Render the lines of the items below as a JSON list of strings, one string per line, skipping blank lines. Leave the pictures out of the answer.

-- BEGIN Provided entries --

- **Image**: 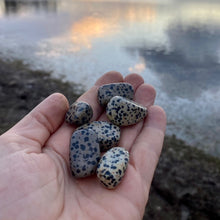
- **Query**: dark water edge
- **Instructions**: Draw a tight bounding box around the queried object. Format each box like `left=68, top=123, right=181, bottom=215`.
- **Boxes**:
left=0, top=60, right=220, bottom=220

-- END Provided entries --

- Completed task
[
  "- **Image**: ",
  "- **Query**: dark water edge",
  "- **Instructions**: Draw a tight bounding box around the queried object. Format each box like `left=68, top=123, right=181, bottom=215`.",
  "- **Boxes**:",
  "left=0, top=60, right=220, bottom=220"
]